Extracted data entries
◇ ◇ ◇ ◇ ◇
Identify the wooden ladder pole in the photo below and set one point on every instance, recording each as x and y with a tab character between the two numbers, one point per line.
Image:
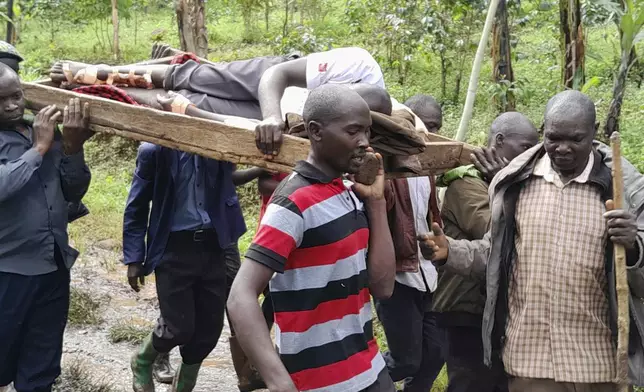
623	293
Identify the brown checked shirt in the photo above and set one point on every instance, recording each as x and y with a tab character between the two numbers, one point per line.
558	323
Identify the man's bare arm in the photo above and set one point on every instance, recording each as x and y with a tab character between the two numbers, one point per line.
268	134
267	185
250	326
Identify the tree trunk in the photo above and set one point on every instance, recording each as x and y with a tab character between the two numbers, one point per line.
572	44
468	108
10	36
191	22
285	27
443	76
267	12
502	55
619	88
115	29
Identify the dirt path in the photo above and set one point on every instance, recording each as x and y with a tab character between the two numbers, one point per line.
100	272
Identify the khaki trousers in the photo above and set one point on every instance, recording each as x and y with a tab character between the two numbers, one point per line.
543	385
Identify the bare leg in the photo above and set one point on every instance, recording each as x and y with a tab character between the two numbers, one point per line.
164	50
142	76
145	97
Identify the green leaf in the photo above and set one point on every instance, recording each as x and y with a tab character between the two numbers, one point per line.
593	82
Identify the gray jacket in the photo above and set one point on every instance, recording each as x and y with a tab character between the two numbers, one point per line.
492	256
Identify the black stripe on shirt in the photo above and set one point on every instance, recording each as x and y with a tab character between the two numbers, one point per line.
330	353
335	230
266	257
309	299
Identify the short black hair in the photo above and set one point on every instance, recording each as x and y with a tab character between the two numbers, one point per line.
419	102
377	98
571	101
508	123
328	102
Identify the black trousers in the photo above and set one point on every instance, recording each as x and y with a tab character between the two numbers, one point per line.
33	316
465	367
414	338
191	286
383	383
226	88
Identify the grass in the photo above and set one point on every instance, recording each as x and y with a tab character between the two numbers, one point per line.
84	309
77	377
128	331
112	159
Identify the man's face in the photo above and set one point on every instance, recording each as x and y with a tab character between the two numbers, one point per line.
344	141
12	101
432	118
516	143
568	142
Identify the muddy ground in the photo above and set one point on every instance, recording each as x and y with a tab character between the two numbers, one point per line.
100	272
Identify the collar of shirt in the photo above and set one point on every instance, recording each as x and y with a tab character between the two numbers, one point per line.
544	169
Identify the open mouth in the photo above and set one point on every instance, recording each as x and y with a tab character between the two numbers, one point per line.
358	160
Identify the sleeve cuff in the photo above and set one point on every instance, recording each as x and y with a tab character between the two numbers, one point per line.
640	260
264	259
75	159
33	158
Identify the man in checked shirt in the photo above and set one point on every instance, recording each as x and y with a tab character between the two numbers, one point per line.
551	298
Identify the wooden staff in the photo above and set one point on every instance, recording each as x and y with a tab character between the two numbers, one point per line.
623	293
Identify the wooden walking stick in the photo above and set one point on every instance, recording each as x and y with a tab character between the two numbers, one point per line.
623	293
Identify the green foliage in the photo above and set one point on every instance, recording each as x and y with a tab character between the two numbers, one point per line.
84	309
128	331
302	38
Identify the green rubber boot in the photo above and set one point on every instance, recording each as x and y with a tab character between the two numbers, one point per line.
186	378
142	364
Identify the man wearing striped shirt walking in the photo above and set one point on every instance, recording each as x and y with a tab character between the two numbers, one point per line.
315	234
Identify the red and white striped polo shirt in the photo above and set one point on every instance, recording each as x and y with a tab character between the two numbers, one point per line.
315	235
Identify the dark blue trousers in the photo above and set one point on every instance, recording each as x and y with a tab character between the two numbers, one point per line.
33	315
415	340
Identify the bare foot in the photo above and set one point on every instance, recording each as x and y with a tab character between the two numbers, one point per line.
58	75
164	50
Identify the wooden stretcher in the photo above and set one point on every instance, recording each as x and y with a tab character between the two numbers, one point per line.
213	139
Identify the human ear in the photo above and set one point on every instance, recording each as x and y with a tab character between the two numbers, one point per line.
499	139
315	130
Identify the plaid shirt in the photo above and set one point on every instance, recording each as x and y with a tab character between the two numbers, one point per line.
558	322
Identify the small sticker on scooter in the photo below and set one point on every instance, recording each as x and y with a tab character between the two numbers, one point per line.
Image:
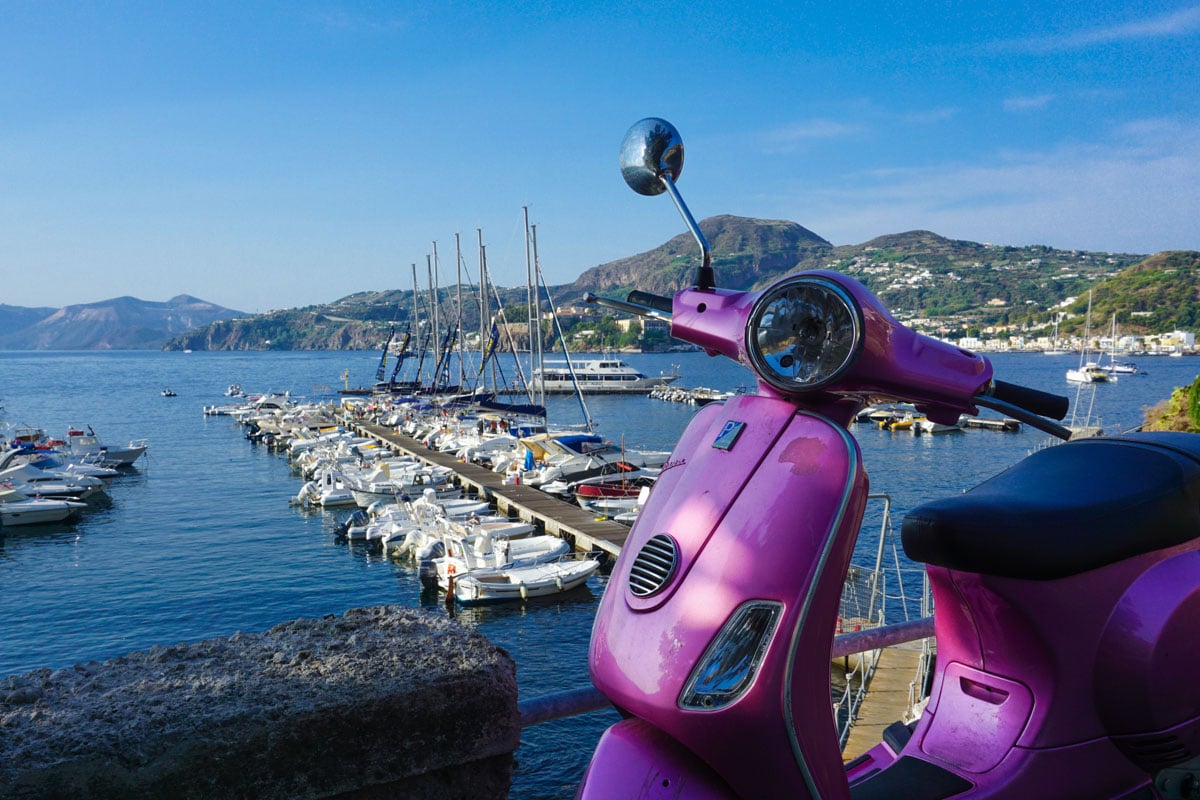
729	434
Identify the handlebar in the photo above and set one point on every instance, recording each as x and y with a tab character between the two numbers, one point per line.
633	307
652	300
1029	405
1031	400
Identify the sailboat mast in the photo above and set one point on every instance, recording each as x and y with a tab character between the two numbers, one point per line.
562	338
537	318
435	304
525	209
485	312
457	263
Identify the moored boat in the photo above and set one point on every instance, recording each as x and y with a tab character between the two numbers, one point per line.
595	376
18	509
522	583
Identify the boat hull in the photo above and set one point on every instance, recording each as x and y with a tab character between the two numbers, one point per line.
515	585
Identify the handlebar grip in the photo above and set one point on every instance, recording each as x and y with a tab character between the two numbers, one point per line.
652	300
1031	400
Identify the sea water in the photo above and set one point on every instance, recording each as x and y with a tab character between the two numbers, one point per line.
199	540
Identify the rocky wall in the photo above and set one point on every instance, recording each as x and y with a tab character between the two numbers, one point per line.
382	702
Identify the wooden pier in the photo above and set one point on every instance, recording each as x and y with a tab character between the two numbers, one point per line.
888	697
888	692
555	516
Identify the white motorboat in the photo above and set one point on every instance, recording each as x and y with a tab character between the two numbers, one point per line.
522	583
492	546
595	376
18	509
87	445
36	481
924	425
1090	373
327	491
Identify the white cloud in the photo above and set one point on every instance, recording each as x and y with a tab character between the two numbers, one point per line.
1134	193
796	133
1176	23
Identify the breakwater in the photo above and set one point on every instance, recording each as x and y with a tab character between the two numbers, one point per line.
379	702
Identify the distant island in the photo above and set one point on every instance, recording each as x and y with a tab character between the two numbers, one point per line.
990	295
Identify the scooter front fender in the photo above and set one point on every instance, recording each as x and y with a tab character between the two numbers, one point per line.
◇ ◇ ◇ ◇ ◇
GOAL OF THE EXERCISE
Please write out all the data again word for word, but not the pictures.

FINISHED TASK
Identify the wooden ladder pole in the photo below and set one point on every instance, recording each as x and y with a tab character between the two numbers, one point per line.
Image:
623	293
Identify the brown checked shirt in the photo above and set one point on every instance, recording each as x and y with a tab character between the two numbers, one point per line.
558	323
Identify the man's bare arm in the photo above and set one point on every instance, recording each as x and y with a tab character between the two numbers, one point per line.
268	134
267	185
250	326
Identify the tree trunk in the photo above and set one point on every instance, recording each as x and y with a tab character between the two numbers, one point per line.
572	44
468	108
10	36
191	22
285	27
443	76
267	12
502	55
619	88
115	29
Identify the dirt path in the photo above and set one point on every instance, recording each as x and y with a tab character between the two numbers, one point per line.
100	272
Identify the khaki trousers in the photo above and set one point on every instance, recording each as x and y with a tab character between the two numbers, one point per line.
543	385
Identify the bare leg in the photo above and set one point on every instance, recording each as x and y with a tab character between the two numbers, one point per line.
164	50
142	76
145	97
Identify the green leaf in the photo above and set one point on every instance, recording each as x and y with a tab character between the two numbers, one point per line.
593	82
Identify the gray jacket in the photo above and set one point on every instance, recording each as x and y with a tab character between the two numbers, one point per line.
492	256
Identify the black stripe on shirt in the photo above and set one point on every instance, recording each as x and y with a tab character between the two numbers, one point per line.
330	353
335	230
266	257
309	299
Identify the short black hair in the photo above and set one point on every instance, recording each as x and y with a tab character between the two numbers, one point per line.
419	102
377	98
571	101
508	123
328	102
Identify the black trousers in the photo above and set one point on every instance, recording each as x and y with a tab character between the two numbers, one point per line.
33	316
465	367
414	338
191	286
383	383
226	88
Identify the grass in the photo above and set one point on every instance, recording each as x and y with a tab character between the two numbers, one point per line.
84	309
77	377
128	331
112	159
Identify the man's face in the photo above and set one point on every instance, recording each as x and y with a tab character between the two numbers, one point per line.
344	141
12	101
432	118
516	143
568	142
Identify the muddy ground in the photo above and set one point on every instance, recording each as x and y with a tab character between the two numbers, one point per line.
100	272
Identify the collar of shirt in the photo above and set one point on every instance, recording each as x and y with a tab character between the two numbers, one point per line.
544	169
Identify the open mouth in the photo above and set one point on every instance, recording each as x and y with a tab character between the two numbers, one point per line.
358	160
Identify the sleeve cuff in the photo above and set one point on every instance, recording each as x and y with a tab character between the two numbers, one point per line.
640	260
264	259
75	159
33	158
Identify the man in checked shirt in the photo above and set one point on every instance, recording each as x and y with a tab character between the two numbers, one point per line.
551	298
Identify the wooden staff in the photo above and set one point on every instance, recording each as x and y with a tab character between the two numbers, one point per line.
623	293
Identify the wooden walking stick in the photo above and set one point on every instance, recording each as x and y with a tab character between the two numbers, one point per line.
623	293
Identify the green foliage in the photo above and set one point on every instance, recording each as x and y with a tab character between the two numbers, one point per line.
84	309
128	331
302	38
Identify the green rubber boot in the photo above and set one point on every instance, recording each as x and y with a tab character between the two numbers, one point per line.
186	378
142	364
Identify the man wearing striped shirt walking in the photo above and set one point on every instance, recording each as x and y with a tab character between the two numbers, one point per line.
315	234
Identify the red and white striped polo shirt in the photo above and set one point on every instance, recording each as x and y with a tab character between the two numbers, one point per line.
315	235
Identify the dark blue trousers in the photo above and set one point on every instance, recording each as x and y with a tab character between the two numbers, one point per line.
33	315
415	340
Identify the bare foot in the photo above and set one point on every instance, recording each as x and y with a tab character between the two numbers, one point per line.
58	75
164	50
Identify the wooden stretcher in the photo above and set one point on every instance, recording each as x and y with a tab character between the two numbers, one point per line.
213	139
Identify the human ear in the photo above and set one point on every instance, recording each as x and y with a tab character between the two numbers, one point per line.
499	139
315	130
Identify the plaid shirt in the photo above and set one point on every instance, recording each as x and y with a tab character between the two numbers, one point per line.
558	322
Identify the small sticker on scooter in the photo below and set one point on every instance, recording each as x and y with a tab character between the two numbers, one point per line.
Image:
729	434
Identify the handlebar in the photo above and set one point on every instance, recording each as x and y with a tab character between the two numbers, one point per line.
633	307
652	300
1029	405
1031	400
Identify the sailboat mast in the photo above and set one point on every instance, recording each as x and y with a tab character between the two numbers, one point per line.
562	338
537	318
435	304
525	209
485	312
457	263
Identify the moored boat in the photo above and set one point on every instance, recording each as x and y with a tab character between the two numbers, one point per line.
595	376
18	509
522	583
Identify the boat hull in the photo above and set one point on every instance, recording each as x and y with a tab character between the two numbers, one point per line.
515	585
Identify the handlebar grip in the photo above and set one point on every instance, recording each as x and y with a tab character between the two numbers, one point per line.
652	300
1031	400
Identify the sea water in the photo above and set one point on every instance, recording each as x and y with a tab character between the two numbers, one point per line.
199	540
Identify the rocky wall in the photo above and set one point on every instance, recording each as x and y with a tab character between the two numbers, one point per line.
382	702
Identify the wooden pier in the photo above and set one point on every instance, recording each as x and y with a tab character between the two numbers, one point per line.
888	697
888	692
555	516
Identify the white motorboat in the photo above and set one point on every instance, recording each as x and y with a tab character between the two numbers, one point per line.
522	583
492	546
595	376
18	509
87	445
36	481
924	425
1090	373
327	491
Identify the white cloud in the photo above and set one point on every instance, recording each as x and y with a tab character between the two numbers, one point per line.
1134	193
796	133
1176	23
Identify the breakwater in the photo above and set one point on every instance, recording each as x and y with a tab character between the two numbers, one point per line.
379	702
Identify the distant island in the photo above and set one point on every instance, recording each as x and y with a tab character between the two numbers, one point per line.
990	295
Identify the scooter front fender in the photo above and set one point on every instance, recording each as x and y with a tab character between the two numbers, one point per line.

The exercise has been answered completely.